RECORDS SUPPLIED:
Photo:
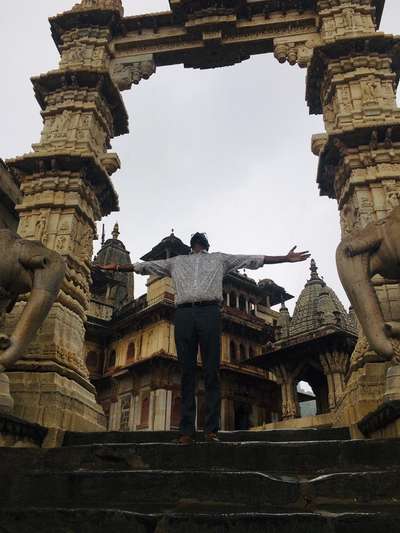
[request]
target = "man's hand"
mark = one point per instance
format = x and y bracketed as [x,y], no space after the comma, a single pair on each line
[111,266]
[296,257]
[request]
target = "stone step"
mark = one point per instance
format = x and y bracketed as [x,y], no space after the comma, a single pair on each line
[292,458]
[285,435]
[106,521]
[199,491]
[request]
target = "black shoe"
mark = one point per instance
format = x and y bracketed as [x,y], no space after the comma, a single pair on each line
[211,437]
[186,440]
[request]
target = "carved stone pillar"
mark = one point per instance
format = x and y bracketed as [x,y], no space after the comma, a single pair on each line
[352,81]
[290,404]
[334,365]
[66,187]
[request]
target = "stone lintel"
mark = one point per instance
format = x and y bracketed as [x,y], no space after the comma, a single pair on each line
[373,44]
[87,164]
[65,79]
[292,350]
[71,20]
[21,430]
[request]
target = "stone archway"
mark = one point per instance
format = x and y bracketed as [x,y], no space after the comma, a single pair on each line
[351,80]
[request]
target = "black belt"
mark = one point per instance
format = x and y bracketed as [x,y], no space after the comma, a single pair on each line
[204,303]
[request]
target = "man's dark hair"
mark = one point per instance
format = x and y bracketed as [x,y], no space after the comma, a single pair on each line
[200,238]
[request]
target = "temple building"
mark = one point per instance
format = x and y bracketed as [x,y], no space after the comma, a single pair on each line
[312,346]
[10,195]
[131,353]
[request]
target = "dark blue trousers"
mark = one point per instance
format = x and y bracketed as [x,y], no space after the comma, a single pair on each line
[194,327]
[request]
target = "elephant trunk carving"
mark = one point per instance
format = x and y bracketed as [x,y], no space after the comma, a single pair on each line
[360,256]
[29,266]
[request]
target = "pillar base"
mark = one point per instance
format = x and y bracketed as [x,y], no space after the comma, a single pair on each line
[6,401]
[392,392]
[55,401]
[363,393]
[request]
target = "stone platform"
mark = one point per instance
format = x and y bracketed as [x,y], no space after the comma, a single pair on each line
[300,481]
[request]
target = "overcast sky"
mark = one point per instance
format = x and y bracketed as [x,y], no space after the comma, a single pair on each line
[225,151]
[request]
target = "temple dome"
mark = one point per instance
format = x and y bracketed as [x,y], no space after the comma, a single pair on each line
[112,251]
[117,288]
[317,306]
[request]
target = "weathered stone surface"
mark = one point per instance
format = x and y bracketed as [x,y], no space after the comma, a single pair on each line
[112,437]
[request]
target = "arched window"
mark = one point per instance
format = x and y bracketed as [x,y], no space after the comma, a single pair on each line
[233,352]
[232,299]
[145,411]
[92,362]
[112,359]
[131,351]
[243,353]
[175,411]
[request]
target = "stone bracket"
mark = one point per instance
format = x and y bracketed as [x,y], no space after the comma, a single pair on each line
[129,71]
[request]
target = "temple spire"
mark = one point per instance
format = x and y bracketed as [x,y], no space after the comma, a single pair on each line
[115,233]
[114,5]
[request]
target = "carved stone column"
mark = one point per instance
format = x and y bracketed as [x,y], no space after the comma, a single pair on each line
[290,404]
[352,81]
[334,365]
[66,187]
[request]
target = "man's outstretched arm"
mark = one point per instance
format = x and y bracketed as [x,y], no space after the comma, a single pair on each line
[291,257]
[157,268]
[253,262]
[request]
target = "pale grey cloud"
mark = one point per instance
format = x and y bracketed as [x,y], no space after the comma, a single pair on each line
[225,151]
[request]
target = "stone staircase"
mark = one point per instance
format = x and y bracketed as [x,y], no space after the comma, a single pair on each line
[300,481]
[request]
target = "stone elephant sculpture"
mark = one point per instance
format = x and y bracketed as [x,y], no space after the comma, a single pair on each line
[26,266]
[360,256]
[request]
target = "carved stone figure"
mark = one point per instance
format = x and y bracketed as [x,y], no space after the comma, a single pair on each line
[28,266]
[362,255]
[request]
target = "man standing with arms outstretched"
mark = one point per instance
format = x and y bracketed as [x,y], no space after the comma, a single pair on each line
[198,279]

REQUIRED WORK: Using the records above, filter out every line that lacks the string "elephant" and copy the rest.

ANSWER TO THIS TASK:
target = "elephant trunk carving"
target = "stone elephant sculpture"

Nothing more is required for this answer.